Give every line below, from the one containing "of the pink" down to the end of the rows, as a JSON list of strings, one string per line. Leave out blank lines.
::: Dataset content
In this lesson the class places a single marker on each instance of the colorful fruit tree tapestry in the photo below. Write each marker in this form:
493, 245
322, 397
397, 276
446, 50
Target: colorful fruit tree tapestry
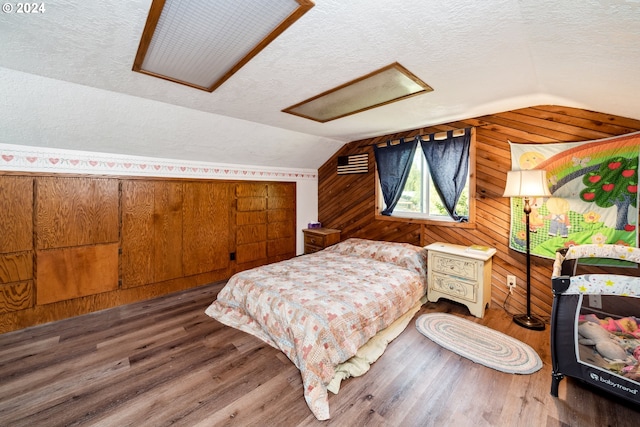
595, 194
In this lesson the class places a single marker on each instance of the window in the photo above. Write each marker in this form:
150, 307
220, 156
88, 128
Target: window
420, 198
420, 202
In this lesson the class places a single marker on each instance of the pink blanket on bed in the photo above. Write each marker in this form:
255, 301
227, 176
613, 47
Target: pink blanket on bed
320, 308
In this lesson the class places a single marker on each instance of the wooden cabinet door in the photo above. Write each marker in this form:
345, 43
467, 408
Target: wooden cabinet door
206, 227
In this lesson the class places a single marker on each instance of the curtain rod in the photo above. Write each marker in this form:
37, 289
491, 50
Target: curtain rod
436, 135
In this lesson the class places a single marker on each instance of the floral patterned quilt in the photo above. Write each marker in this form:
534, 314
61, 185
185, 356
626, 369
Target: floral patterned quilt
::::::
• [Correct answer]
[
  "In this lesson the class places a single marker on each instance of the pink blanket on bed in the photo above. Write each marker in this form:",
  "255, 301",
  "227, 176",
  "613, 47",
  "Target: pink blanket on bed",
  "320, 308",
  "In this lesson the class places a single marker on each instance of the wooden cabinet door in the photo above. Write each marker in this form:",
  "345, 43",
  "467, 408",
  "Target: wooden cabinet door",
  "206, 227",
  "In this lesson the class places a single marker on each instance of the curtain rod in the photo above. Write each marker in this form:",
  "37, 289",
  "491, 50",
  "Target: curtain rod",
  "436, 135",
  "In this lesson the class places a single marker on each instance of the floral patterned quilt in the photo above. Write each marker in this form:",
  "534, 314",
  "61, 185",
  "185, 356",
  "626, 369",
  "Target: floral patterned quilt"
]